● **What you have to do**
Rewrite the lines below, swapping every "rough mask" for "coarse mask" and leaving everything else unchanged.

● **Task material**

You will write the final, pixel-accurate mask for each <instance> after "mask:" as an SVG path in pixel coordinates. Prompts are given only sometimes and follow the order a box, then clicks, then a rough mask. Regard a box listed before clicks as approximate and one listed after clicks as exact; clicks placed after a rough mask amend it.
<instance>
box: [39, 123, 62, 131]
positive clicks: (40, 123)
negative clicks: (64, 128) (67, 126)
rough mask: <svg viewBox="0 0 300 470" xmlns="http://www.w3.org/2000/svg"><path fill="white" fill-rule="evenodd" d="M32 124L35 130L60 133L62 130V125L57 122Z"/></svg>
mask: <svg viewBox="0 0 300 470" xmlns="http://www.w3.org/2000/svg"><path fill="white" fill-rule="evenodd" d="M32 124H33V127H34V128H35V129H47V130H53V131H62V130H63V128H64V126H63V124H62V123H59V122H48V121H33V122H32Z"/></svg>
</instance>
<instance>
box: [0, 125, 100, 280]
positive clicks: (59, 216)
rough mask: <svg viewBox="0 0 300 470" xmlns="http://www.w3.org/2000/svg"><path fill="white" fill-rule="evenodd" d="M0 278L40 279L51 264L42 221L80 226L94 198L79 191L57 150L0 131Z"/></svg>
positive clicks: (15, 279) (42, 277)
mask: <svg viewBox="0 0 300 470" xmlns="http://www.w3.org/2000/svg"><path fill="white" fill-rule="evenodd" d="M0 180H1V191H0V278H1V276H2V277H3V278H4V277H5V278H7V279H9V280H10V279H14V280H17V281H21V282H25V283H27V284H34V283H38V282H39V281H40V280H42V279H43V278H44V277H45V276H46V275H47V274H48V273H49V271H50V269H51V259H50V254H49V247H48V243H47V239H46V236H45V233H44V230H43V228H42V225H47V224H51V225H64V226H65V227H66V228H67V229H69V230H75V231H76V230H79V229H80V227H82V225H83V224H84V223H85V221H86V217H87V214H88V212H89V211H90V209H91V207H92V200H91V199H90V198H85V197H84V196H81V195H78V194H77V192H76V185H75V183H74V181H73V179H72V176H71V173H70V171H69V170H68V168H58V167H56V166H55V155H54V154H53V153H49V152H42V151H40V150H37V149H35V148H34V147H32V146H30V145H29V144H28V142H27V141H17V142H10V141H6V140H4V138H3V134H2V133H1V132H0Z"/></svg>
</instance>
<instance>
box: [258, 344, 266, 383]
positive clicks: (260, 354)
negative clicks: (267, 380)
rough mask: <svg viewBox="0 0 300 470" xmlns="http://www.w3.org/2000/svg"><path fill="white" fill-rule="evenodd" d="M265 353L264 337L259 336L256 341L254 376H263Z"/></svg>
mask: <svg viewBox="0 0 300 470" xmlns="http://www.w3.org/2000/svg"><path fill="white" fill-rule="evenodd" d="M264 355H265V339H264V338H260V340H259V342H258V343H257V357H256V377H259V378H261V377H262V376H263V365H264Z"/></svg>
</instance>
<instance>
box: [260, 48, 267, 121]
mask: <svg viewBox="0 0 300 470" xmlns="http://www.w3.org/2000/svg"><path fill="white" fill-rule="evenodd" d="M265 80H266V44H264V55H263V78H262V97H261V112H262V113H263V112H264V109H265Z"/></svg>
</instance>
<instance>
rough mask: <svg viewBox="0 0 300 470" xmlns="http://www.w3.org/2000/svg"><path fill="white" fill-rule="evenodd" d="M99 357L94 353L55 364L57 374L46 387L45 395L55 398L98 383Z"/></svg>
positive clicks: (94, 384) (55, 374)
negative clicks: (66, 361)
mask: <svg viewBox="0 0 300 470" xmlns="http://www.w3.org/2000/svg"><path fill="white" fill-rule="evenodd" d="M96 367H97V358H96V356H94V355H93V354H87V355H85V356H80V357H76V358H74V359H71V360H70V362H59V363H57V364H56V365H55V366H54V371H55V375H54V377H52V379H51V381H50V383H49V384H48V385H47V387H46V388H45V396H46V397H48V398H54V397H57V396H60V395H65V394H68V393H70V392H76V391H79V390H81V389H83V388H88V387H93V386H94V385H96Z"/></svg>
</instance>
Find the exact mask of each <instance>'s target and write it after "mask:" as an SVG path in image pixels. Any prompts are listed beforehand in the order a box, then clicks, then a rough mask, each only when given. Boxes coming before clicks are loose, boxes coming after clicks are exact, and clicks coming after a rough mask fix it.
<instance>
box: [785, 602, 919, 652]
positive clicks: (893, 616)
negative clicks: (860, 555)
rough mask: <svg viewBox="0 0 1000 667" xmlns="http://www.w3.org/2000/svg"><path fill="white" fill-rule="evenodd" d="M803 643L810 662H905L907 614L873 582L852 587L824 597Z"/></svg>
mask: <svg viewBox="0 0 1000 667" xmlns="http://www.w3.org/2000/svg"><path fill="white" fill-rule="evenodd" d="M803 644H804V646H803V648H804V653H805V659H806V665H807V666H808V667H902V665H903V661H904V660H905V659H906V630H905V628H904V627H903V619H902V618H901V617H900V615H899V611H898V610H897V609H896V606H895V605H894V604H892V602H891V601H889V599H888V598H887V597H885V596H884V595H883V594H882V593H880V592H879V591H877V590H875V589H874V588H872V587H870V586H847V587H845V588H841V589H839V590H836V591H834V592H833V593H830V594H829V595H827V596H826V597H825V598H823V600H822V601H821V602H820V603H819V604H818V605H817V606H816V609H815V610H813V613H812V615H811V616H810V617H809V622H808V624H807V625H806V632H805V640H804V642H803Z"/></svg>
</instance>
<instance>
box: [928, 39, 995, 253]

● **Written reply**
You will write the final, pixel-accurate mask for each <instance> after "mask:" as an SVG path in pixel coordinates. Prompts are given only sometimes and follow the order a box, then clicks, then a coarse mask. Regard a box listed before clicks as approximate and one listed after clicks as exact; clicks placed after a coarse mask amend it.
<instance>
box: [39, 123, 62, 131]
positive clicks: (40, 123)
negative clicks: (64, 128) (67, 126)
coarse mask: <svg viewBox="0 0 300 470" xmlns="http://www.w3.org/2000/svg"><path fill="white" fill-rule="evenodd" d="M32 124L35 130L60 133L62 130V125L57 122Z"/></svg>
mask: <svg viewBox="0 0 300 470" xmlns="http://www.w3.org/2000/svg"><path fill="white" fill-rule="evenodd" d="M32 124H33V127H34V128H35V129H47V130H53V131H62V130H63V128H64V126H63V124H62V123H59V122H48V121H33V122H32Z"/></svg>
</instance>
<instance>
box: [0, 125, 100, 280]
positive clicks: (59, 216)
coarse mask: <svg viewBox="0 0 300 470" xmlns="http://www.w3.org/2000/svg"><path fill="white" fill-rule="evenodd" d="M0 278L40 279L51 264L42 221L80 226L94 198L79 191L57 150L0 131Z"/></svg>
positive clicks: (15, 279) (42, 277)
mask: <svg viewBox="0 0 300 470" xmlns="http://www.w3.org/2000/svg"><path fill="white" fill-rule="evenodd" d="M0 180H1V191H0V278H1V276H2V277H3V278H4V277H5V278H7V279H9V280H10V279H14V280H17V281H21V282H25V283H27V284H34V283H38V282H39V281H40V280H42V279H43V278H44V277H45V276H46V275H47V274H48V273H49V271H50V269H51V259H50V254H49V247H48V243H47V239H46V236H45V233H44V230H43V228H42V225H47V224H51V225H64V226H65V227H66V228H67V229H69V230H75V231H76V230H79V229H80V227H82V225H83V224H84V223H85V221H86V217H87V214H88V212H89V211H90V209H91V207H92V200H91V199H90V198H85V197H84V196H81V195H78V194H77V192H76V185H75V183H74V181H73V179H72V176H71V173H70V171H69V170H68V168H58V167H56V166H55V155H54V154H53V153H49V152H42V151H40V150H37V149H35V148H34V147H32V146H30V145H29V144H28V142H27V141H17V142H10V141H6V140H4V138H3V134H2V133H1V132H0Z"/></svg>
</instance>
<instance>
box: [258, 344, 266, 383]
positive clicks: (260, 354)
negative clicks: (267, 380)
coarse mask: <svg viewBox="0 0 300 470" xmlns="http://www.w3.org/2000/svg"><path fill="white" fill-rule="evenodd" d="M265 353L264 337L259 336L256 341L254 376H263Z"/></svg>
mask: <svg viewBox="0 0 300 470" xmlns="http://www.w3.org/2000/svg"><path fill="white" fill-rule="evenodd" d="M264 355H265V339H264V338H260V340H259V342H258V343H257V357H256V377H259V378H261V377H262V376H263V365H264Z"/></svg>
</instance>
<instance>
box: [260, 48, 267, 121]
mask: <svg viewBox="0 0 300 470" xmlns="http://www.w3.org/2000/svg"><path fill="white" fill-rule="evenodd" d="M265 80H266V44H264V55H263V78H262V97H261V112H262V113H263V112H264V109H265Z"/></svg>
</instance>
<instance>
coarse mask: <svg viewBox="0 0 300 470" xmlns="http://www.w3.org/2000/svg"><path fill="white" fill-rule="evenodd" d="M99 357L94 353L55 364L57 374L46 387L45 395L55 398L98 383Z"/></svg>
positive clicks: (94, 384) (55, 374)
negative clicks: (66, 361)
mask: <svg viewBox="0 0 300 470" xmlns="http://www.w3.org/2000/svg"><path fill="white" fill-rule="evenodd" d="M96 367H97V358H96V356H94V355H93V354H87V355H85V356H80V357H76V358H74V359H71V360H70V362H59V363H57V364H56V365H55V366H54V371H55V375H54V377H52V379H51V381H50V383H49V384H48V385H47V387H46V388H45V396H46V397H48V398H54V397H57V396H60V395H65V394H68V393H70V392H76V391H79V390H81V389H83V388H88V387H93V386H94V385H96Z"/></svg>
</instance>
Find the exact mask of each <instance>'s target and write it after "mask:" as an SVG path in image pixels. Any prompts are listed beforehand in the order a box, then clicks, then a coarse mask, each only when given. Boxes coming before clicks are loose, boxes coming after clicks are exact, and clicks coming after a coarse mask fix it.
<instance>
box: [785, 602, 919, 652]
positive clicks: (893, 616)
negative clicks: (860, 555)
coarse mask: <svg viewBox="0 0 1000 667" xmlns="http://www.w3.org/2000/svg"><path fill="white" fill-rule="evenodd" d="M803 643L810 662H905L907 614L873 582L852 587L824 597Z"/></svg>
mask: <svg viewBox="0 0 1000 667" xmlns="http://www.w3.org/2000/svg"><path fill="white" fill-rule="evenodd" d="M803 644H804V646H803V648H804V653H805V659H806V665H807V666H808V667H902V665H903V661H904V660H905V659H906V630H905V628H904V627H903V619H902V618H901V617H900V615H899V611H898V610H897V609H896V606H895V605H894V604H892V602H891V601H889V599H888V598H887V597H885V596H884V595H883V594H882V593H880V592H879V591H877V590H875V589H874V588H872V587H870V586H847V587H845V588H841V589H839V590H836V591H834V592H833V593H830V594H829V595H827V596H826V597H825V598H823V600H822V601H821V602H820V603H819V604H818V605H817V606H816V609H815V610H813V613H812V615H811V616H810V617H809V622H808V624H807V625H806V632H805V640H804V642H803Z"/></svg>
</instance>
<instance>
box: [928, 39, 995, 253]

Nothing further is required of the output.